YOUR ASSIGNMENT: Whenever a line of the data below holds the string "outlines", copy that line.
╭─ DATA SECTION
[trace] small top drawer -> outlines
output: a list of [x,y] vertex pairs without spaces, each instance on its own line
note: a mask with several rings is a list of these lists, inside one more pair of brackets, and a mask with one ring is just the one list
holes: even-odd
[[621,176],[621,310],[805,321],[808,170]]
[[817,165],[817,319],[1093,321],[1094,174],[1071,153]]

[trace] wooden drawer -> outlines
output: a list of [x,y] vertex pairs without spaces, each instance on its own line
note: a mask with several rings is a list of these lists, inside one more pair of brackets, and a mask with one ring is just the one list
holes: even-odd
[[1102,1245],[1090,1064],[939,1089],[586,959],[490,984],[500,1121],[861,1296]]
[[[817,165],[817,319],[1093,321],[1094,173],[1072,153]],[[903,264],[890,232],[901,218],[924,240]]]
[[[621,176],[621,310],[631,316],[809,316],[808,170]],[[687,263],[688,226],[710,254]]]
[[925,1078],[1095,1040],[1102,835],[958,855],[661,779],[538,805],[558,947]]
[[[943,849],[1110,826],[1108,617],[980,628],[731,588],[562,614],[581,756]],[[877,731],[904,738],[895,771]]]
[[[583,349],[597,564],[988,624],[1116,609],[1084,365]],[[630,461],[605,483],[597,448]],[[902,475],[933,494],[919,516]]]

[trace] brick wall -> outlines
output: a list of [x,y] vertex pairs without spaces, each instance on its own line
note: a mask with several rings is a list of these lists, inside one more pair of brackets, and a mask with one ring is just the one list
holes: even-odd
╰─
RESULT OF THIS EXERCISE:
[trace] small top drawer -> outlines
[trace] wooden drawer -> outlines
[trace] brick wall -> outlines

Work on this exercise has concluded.